======== Records for this exercise ========
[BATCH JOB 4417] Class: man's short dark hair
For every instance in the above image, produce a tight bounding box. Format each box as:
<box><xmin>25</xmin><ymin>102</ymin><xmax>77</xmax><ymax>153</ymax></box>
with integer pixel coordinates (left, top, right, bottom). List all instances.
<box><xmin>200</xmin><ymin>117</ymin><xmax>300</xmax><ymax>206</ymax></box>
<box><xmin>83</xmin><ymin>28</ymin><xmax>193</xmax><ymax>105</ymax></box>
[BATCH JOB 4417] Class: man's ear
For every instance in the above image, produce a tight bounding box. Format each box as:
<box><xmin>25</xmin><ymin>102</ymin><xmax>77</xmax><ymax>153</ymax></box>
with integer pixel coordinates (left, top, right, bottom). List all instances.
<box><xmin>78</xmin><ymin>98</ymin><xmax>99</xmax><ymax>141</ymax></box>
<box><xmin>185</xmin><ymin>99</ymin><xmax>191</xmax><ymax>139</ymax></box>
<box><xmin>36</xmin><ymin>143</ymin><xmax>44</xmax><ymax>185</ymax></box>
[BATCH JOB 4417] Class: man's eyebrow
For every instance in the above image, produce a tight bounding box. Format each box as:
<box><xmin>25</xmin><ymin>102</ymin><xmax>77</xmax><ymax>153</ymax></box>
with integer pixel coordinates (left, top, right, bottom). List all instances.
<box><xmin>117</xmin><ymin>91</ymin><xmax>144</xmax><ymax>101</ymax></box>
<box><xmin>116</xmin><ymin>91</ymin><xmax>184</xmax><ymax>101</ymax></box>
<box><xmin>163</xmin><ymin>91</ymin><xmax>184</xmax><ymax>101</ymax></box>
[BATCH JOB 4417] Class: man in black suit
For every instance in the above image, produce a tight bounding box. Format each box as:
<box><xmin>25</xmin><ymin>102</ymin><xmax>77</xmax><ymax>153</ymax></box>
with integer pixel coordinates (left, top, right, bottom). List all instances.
========
**Problem statement:**
Recast the listing above as a JSON list of strings, with each line as its own string and blank lines omitted.

**Exercise output:**
[
  "[BATCH JOB 4417] Class: man's short dark hair",
  "For every instance in the above image, produce a tight bounding box. Format each box as:",
  "<box><xmin>25</xmin><ymin>102</ymin><xmax>77</xmax><ymax>153</ymax></box>",
  "with integer pixel coordinates (left, top, right, bottom). List all instances.",
  "<box><xmin>200</xmin><ymin>117</ymin><xmax>300</xmax><ymax>206</ymax></box>",
  "<box><xmin>83</xmin><ymin>28</ymin><xmax>193</xmax><ymax>105</ymax></box>",
  "[BATCH JOB 4417] Class: man's ear",
  "For every instance in the above image, produce a tight bounding box. Format each box as:",
  "<box><xmin>25</xmin><ymin>102</ymin><xmax>77</xmax><ymax>153</ymax></box>",
  "with integer pixel coordinates (left, top, right, bottom). List all instances.",
  "<box><xmin>78</xmin><ymin>98</ymin><xmax>99</xmax><ymax>141</ymax></box>",
  "<box><xmin>185</xmin><ymin>99</ymin><xmax>191</xmax><ymax>139</ymax></box>",
  "<box><xmin>36</xmin><ymin>143</ymin><xmax>44</xmax><ymax>185</ymax></box>",
  "[BATCH JOB 4417] Class: man's eyebrow",
  "For every instance in the above image, produce a tight bounding box. Format each box as:",
  "<box><xmin>25</xmin><ymin>102</ymin><xmax>77</xmax><ymax>153</ymax></box>",
  "with integer pixel coordinates (left, top, right, bottom). List all instances.",
  "<box><xmin>117</xmin><ymin>91</ymin><xmax>144</xmax><ymax>101</ymax></box>",
  "<box><xmin>116</xmin><ymin>91</ymin><xmax>184</xmax><ymax>101</ymax></box>",
  "<box><xmin>163</xmin><ymin>91</ymin><xmax>184</xmax><ymax>101</ymax></box>",
  "[BATCH JOB 4417] Class: man in black suit",
  "For every instance in the above image, produce a tight bounding box. Format each box as:",
  "<box><xmin>25</xmin><ymin>102</ymin><xmax>77</xmax><ymax>153</ymax></box>",
  "with integer pixel coordinates (left, top, right, bottom). List all instances."
]